▸ **WHAT TO DO**: In the listing, from the line containing "Would you point out the grassy" through the end, inclusive, replace "wooden floor" with "hardwood floor". Write those lines out again with everything else unchanged.

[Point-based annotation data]

------------------------------------------------------------

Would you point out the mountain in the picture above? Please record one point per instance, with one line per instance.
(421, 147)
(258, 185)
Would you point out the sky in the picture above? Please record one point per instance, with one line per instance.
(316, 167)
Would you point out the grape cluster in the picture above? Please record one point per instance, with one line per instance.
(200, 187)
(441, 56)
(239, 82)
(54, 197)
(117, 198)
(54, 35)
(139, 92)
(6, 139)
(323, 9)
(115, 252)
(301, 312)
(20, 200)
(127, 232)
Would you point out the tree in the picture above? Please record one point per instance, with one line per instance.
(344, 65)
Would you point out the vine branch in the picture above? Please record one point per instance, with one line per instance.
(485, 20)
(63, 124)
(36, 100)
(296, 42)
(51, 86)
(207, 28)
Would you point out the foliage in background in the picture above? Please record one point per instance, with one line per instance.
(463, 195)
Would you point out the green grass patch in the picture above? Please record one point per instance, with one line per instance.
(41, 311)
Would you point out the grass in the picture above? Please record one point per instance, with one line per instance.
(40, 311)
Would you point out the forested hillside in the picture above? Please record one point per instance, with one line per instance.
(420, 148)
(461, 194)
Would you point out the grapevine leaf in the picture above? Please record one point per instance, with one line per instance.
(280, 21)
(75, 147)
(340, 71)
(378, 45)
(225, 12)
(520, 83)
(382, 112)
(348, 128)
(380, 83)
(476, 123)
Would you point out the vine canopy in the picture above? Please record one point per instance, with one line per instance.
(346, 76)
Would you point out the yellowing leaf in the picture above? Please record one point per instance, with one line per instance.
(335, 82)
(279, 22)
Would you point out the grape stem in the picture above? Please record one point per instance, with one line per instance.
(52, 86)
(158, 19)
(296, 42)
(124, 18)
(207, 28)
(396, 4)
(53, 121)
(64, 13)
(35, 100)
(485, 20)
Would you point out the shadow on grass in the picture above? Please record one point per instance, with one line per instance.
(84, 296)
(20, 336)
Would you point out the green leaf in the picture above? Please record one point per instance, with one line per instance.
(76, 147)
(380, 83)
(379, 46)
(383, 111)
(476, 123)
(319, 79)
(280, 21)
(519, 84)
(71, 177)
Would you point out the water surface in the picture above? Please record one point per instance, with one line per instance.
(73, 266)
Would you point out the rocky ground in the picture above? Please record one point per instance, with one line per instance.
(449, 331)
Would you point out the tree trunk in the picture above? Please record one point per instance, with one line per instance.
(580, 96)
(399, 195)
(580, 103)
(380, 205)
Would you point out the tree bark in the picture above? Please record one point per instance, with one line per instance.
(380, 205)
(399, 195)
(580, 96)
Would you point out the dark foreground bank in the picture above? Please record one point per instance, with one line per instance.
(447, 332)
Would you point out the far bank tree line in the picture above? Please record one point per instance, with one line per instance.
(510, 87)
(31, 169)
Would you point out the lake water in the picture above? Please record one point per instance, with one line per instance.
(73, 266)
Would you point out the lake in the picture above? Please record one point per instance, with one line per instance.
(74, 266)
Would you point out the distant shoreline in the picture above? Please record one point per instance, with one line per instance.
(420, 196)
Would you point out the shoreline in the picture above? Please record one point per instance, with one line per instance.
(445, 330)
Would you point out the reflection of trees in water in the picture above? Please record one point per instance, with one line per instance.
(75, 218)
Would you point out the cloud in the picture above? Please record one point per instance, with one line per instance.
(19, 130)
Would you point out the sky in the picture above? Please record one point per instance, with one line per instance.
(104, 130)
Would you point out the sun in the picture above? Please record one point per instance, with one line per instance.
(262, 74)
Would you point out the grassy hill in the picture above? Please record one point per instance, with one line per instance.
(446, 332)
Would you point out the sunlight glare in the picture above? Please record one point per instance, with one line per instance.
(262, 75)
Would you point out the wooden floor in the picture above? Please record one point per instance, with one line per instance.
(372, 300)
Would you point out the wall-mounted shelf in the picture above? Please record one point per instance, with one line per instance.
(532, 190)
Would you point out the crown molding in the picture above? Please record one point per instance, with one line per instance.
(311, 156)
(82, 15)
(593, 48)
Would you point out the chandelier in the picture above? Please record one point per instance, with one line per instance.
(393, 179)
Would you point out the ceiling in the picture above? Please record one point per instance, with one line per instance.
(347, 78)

------------------------------------------------------------

▸ **WRITTEN SOLUTION**:
Would you point out the grassy hill in the picture above? Please record one point per instance, with one line per instance.
(446, 332)
Would you point out the sunlight glare in the picture above? Please record one point per instance, with one line per instance.
(262, 75)
Would you point out the hardwood floor in the picture above? Please record one point per instance, with one line per instance.
(372, 300)
Would you point out the wall-mounted shelf in the picture above? Please record one point per instance, with one line per instance.
(532, 190)
Would you point out the crown molding in the picture above? Please record one point per instance, with one line per instance.
(311, 156)
(82, 15)
(593, 48)
Would you point out the chandelier in the picture above? Please record one point per instance, with one line per instance.
(393, 179)
Would you point out the ceiling in the picture above? Please record one point per instance, with one line per instance.
(347, 78)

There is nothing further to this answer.